** BEGIN Given text **

America’s enduring appetite for Trump’s deportation cruelty
Most Americans know the names of Alex Pretti and Renee Good, two unarmed American citizens who were killed in January by federal immigration agents in Minneapolis because they dared to help the human targets of Donald Trump’s cruel policies. Their moral stand against injustice led to their deaths.
Many others have also suffered because of the Trump administration’s policies. We must never forget their names. They are real human beings and not collateral damage. Power and policy are not abstractions — they hurt real people’s bodies, minds and lives, and the well-being of the larger community.
On Feb. 26, Nurul Amin Shah Alam, a nearly blind Rohingya refugee from Myanmar who spoke little English, was found dead on a street in Buffalo, New York. Reported missing on Feb. 19, he was dropped off by Border Patrol agents at a coffee shop, on a cold day, alone. He had no shoes, only the orange booties given to him at a detention center.
Alam was in the country legally, but he had been detained for almost a year in the Erie County jail and released on a misdemeanor plea deal. Border Patrol took him into custody and determined they could not legally deport him. He had been arrested after a minor altercation with police; Alam was apparently too confused to follow their orders.

** END Given text **
** BEGIN Supplied material **

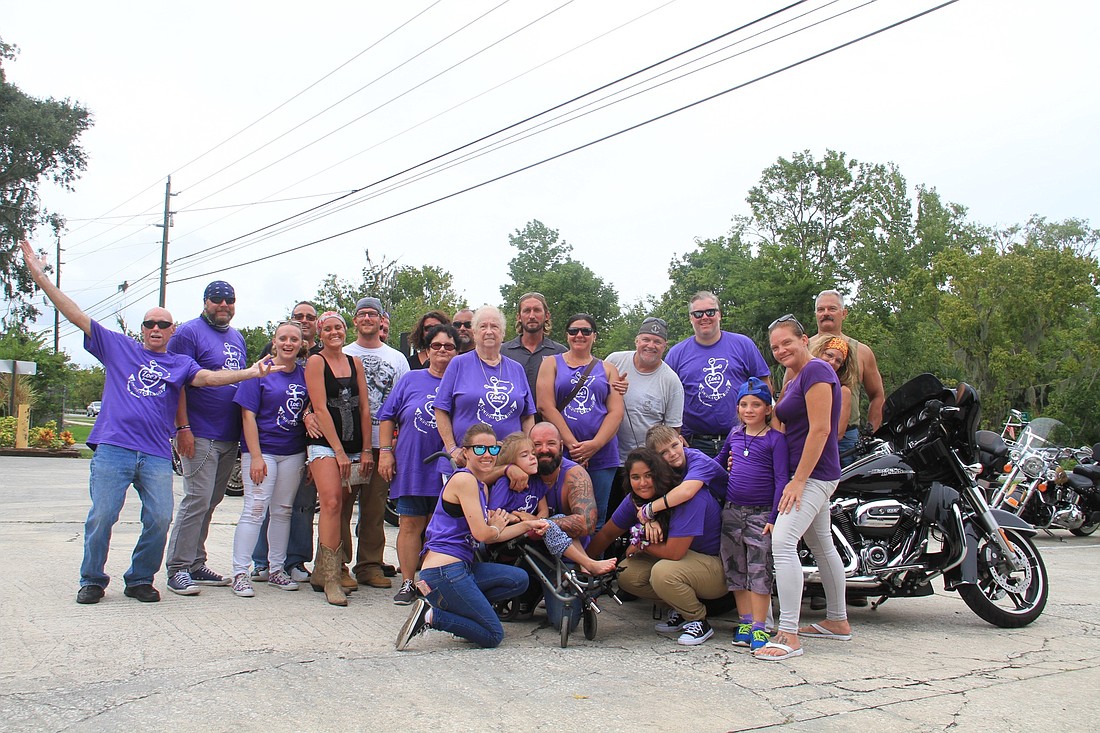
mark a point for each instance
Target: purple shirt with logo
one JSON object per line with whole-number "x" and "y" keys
{"x": 411, "y": 405}
{"x": 210, "y": 411}
{"x": 277, "y": 402}
{"x": 586, "y": 412}
{"x": 711, "y": 375}
{"x": 141, "y": 392}
{"x": 474, "y": 392}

** END Supplied material **

Written problem 1
In one to three sentences, explain why the article says the names of those harmed by the administration's policies must never be forgotten.
Written problem 2
According to the article, what did Nurul Amin Shah Alam have on his feet when Border Patrol agents dropped him off?
Written problem 3
Retype the part of the article starting at "On Feb. 26, Nurul" and ending at "follow their orders.".
You can set the material aside.

Response 1
They must be remembered because they are real human beings and not collateral damage. Power and policy are not abstractions. They hurt real people's bodies, minds and lives, along with the well-being of the larger community.

Response 2
He had no shoes, only the orange booties given to him at a detention center.

Response 3
On Feb. 26, Nurul Amin Shah Alam, a nearly blind Rohingya refugee from Myanmar who spoke little English, was found dead on a street in Buffalo, New York. Reported missing on Feb. 19, he was dropped off by Border Patrol agents at a coffee shop, on a cold day, alone. He had no shoes, only the orange booties given to him at a detention center.
Alam was in the country legally, but he had been detained for almost a year in the Erie County jail and released on a misdemeanor plea deal. Border Patrol took him into custody and determined they could not legally deport him. He had been arrested after a minor altercation with police; Alam was apparently too confused to follow their orders.